◆ Work required: Please repeat, without alteration, the line containing "Identify one point on each instance of the bus front grille" and every line that follows it to the end of the entries below, and only those lines.

◆ Dataset entries:
*****

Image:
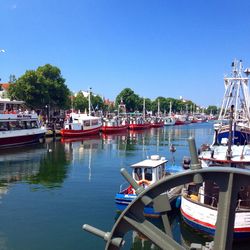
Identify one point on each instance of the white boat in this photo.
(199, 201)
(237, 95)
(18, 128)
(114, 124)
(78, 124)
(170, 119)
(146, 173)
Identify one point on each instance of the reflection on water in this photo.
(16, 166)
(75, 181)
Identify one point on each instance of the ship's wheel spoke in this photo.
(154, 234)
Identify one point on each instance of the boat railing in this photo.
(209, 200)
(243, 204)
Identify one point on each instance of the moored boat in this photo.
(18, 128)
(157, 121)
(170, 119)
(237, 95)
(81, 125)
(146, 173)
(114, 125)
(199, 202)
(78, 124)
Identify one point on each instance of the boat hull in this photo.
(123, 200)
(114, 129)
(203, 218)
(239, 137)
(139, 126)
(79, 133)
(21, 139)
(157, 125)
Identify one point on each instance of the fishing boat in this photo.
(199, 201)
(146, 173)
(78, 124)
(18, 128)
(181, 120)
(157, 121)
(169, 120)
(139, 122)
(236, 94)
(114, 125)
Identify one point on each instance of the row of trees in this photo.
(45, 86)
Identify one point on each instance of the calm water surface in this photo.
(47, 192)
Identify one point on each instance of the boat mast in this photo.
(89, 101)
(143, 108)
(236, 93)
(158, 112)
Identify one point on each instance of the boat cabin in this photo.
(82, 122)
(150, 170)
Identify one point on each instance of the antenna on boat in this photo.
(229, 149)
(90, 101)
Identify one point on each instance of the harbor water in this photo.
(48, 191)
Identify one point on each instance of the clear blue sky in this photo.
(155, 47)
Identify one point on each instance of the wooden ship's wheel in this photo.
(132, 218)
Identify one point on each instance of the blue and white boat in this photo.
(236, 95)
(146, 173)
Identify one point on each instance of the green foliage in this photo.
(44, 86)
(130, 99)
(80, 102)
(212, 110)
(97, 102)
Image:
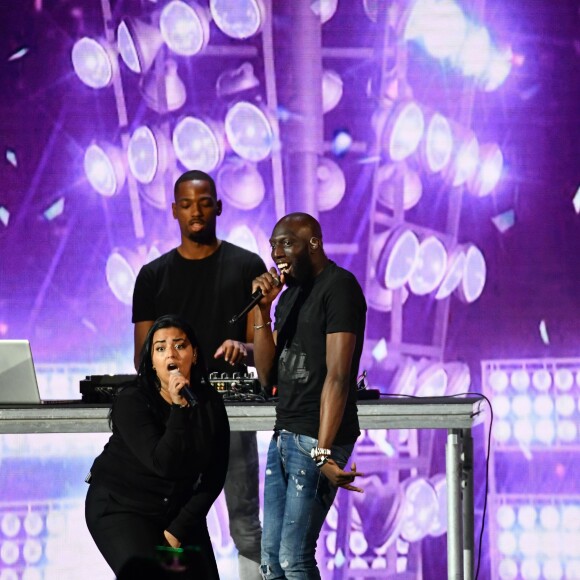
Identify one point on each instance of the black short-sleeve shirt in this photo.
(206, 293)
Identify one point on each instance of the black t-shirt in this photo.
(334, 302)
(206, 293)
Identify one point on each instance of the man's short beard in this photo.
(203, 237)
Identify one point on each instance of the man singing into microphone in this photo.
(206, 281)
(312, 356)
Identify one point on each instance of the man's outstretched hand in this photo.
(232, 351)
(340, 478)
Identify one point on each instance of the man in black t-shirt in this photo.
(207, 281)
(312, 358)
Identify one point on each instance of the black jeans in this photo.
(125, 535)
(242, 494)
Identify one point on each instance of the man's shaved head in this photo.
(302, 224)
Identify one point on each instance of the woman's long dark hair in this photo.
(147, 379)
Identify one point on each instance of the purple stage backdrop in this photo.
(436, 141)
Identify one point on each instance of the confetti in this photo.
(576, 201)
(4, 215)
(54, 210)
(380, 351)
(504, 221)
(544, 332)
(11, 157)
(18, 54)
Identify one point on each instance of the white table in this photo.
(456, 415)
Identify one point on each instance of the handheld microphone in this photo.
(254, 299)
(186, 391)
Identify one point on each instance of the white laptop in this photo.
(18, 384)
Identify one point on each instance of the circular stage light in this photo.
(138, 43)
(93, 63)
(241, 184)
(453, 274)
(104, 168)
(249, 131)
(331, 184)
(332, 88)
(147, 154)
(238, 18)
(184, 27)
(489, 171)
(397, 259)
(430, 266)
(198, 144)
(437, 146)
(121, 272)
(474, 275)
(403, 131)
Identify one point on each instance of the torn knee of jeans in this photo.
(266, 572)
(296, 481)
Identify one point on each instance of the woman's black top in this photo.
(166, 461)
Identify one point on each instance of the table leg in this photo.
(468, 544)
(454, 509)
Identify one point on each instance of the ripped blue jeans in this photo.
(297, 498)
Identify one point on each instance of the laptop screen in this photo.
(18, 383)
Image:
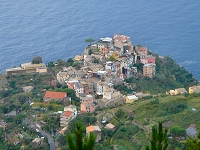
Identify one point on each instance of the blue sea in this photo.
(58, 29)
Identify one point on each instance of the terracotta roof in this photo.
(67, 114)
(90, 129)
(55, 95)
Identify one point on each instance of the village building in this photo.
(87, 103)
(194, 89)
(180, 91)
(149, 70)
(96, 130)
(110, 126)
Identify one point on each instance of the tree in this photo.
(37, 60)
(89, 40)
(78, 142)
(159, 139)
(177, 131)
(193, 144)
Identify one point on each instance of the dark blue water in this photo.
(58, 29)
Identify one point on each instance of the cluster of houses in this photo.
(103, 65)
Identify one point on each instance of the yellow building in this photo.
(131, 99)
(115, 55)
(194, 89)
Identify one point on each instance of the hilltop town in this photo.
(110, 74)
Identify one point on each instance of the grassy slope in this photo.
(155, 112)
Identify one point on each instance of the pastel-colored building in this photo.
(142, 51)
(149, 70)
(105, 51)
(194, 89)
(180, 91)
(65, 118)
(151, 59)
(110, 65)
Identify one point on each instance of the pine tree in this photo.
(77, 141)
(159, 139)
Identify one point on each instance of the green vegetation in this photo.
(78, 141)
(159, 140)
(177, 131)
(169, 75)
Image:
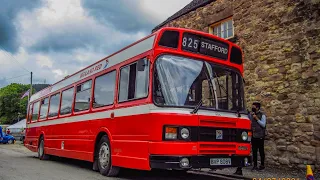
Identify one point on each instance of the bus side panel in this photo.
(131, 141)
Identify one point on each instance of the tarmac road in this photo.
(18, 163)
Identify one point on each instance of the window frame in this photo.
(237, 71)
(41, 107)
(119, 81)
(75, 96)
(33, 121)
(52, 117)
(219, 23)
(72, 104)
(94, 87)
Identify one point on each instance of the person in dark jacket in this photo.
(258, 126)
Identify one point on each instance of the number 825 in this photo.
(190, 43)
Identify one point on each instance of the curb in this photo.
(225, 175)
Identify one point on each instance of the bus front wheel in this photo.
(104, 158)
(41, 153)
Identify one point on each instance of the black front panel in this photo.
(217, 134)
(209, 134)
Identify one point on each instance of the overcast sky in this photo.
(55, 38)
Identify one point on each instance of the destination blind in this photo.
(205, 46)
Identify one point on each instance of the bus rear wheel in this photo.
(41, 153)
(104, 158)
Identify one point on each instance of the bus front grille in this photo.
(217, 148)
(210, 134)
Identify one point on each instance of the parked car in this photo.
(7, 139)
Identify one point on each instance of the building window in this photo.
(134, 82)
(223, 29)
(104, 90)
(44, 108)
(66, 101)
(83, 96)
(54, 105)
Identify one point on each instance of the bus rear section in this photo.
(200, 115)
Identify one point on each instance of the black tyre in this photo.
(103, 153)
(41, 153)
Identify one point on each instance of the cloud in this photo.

*****

◆ Output of the task:
Identify one point on each instance of the bus front grille in this photo.
(217, 148)
(210, 134)
Identify one point on each instance of the parked car in this photo.
(7, 139)
Identify one point on each instance of the building window in this photo.
(134, 82)
(223, 29)
(104, 90)
(44, 108)
(66, 101)
(83, 96)
(54, 105)
Identify one point on each instance of the bus rear section in this photo.
(200, 115)
Identify one point on each instance of the black tyre in this photo.
(103, 153)
(41, 153)
Identify one point on each instance of the cloud in this photo.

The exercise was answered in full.